Exercise aim: Every entry must be printed again exactly, with nothing left out.

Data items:
▼▼▼
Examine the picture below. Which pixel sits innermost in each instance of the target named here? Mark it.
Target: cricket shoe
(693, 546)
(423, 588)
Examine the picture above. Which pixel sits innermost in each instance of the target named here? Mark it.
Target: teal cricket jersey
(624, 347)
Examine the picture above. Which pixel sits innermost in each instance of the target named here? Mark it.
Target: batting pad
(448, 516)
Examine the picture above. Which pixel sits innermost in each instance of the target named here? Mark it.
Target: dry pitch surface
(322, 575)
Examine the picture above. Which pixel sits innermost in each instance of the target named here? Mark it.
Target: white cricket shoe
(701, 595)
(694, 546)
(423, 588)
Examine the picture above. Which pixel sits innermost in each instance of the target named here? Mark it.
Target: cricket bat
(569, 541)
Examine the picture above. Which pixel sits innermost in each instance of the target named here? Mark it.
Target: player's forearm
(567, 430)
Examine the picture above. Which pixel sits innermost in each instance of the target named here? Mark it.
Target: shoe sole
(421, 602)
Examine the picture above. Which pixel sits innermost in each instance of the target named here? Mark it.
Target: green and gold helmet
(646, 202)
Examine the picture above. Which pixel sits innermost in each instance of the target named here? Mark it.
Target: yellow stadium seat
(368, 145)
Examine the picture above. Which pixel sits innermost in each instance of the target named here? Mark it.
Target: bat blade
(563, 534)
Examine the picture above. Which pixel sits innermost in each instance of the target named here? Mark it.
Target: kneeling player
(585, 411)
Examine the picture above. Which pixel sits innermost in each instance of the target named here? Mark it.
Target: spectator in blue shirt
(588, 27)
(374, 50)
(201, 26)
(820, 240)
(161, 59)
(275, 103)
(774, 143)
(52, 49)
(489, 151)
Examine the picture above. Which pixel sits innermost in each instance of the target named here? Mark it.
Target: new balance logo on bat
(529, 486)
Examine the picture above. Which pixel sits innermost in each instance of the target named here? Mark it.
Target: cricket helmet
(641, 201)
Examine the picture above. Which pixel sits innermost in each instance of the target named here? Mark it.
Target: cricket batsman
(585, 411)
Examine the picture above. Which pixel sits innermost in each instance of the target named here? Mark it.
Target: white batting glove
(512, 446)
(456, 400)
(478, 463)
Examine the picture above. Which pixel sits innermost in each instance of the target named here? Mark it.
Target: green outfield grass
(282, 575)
▲▲▲
Reply:
Examine the picture below. Which pixel sits innermost in each instance of the target named here? Mark it.
Target: cricket shoe
(693, 546)
(423, 588)
Examine the picture above. Which pixel sits innermost in each instance of the target named here? Mark it.
Target: teal cricket jersey
(624, 347)
Examine the picture above. Which pixel sits innermost in each instance of the target named here? Mark it.
Target: batting pad
(448, 516)
Examine the picture above. Which pixel sits innermost in each instance of the target named here? Mark it.
Target: dry pitch surface
(322, 575)
Examine the picture above. Which pixel sits innermost in each instance of the target named here? Mark it.
Target: white cricket shoe
(701, 595)
(694, 546)
(423, 588)
Examine the picture above. Which pixel sits innermost in each instance of the target named here? Mark it.
Target: cricket bat
(569, 541)
Examine the picture above. Which pixel sits innermost in each instance of the target named here? Mark it.
Target: player's forearm
(567, 430)
Examine the picture above. Which pixel sits innermost in each instance of the target named here? Mark it.
Target: shoe sole
(421, 602)
Examine the picture above. Which pixel sits innermost in each instance of the target named here? Mark it.
Target: green and gold helmet
(646, 202)
Examine the picture above. Which pixel sits innermost in each instance of the target named here? Mark it.
Target: yellow stadium seat
(368, 145)
Examine the picture above. Which pixel sits innermost in each instance of the target named here? Mark it.
Target: bat blade
(563, 534)
Examine the picture above. Which pixel sits innermost in each instance of the target named here? Mark it.
Target: kneeling player
(585, 411)
Examine the picture above. Which pixel sits innermost in each instance of the target named here? Mark it.
Target: spectator in blue shirt
(588, 27)
(374, 50)
(201, 26)
(820, 240)
(161, 59)
(275, 103)
(774, 143)
(52, 49)
(489, 151)
Examine the picture above. Which pixel sits innermost in each instance of the target named here? Mark it.
Target: new balance logo on bat
(529, 486)
Examine the picture above. Which pixel sits innermost in each instance of the target named here? Mark it.
Target: cricket helmet
(641, 201)
Examine the picture above. Which pixel sits innermost in each instance of the target named here? Mark it.
Target: cricket batsman
(585, 411)
Examine the picture above. Which pixel sits innermost in each instance of the target named here? Mark it.
Target: white batting glove
(512, 446)
(456, 400)
(478, 463)
Examine the picture above. Which pixel sits innermost in each instance of the target named here? Mark it.
Target: green outfield grass
(282, 575)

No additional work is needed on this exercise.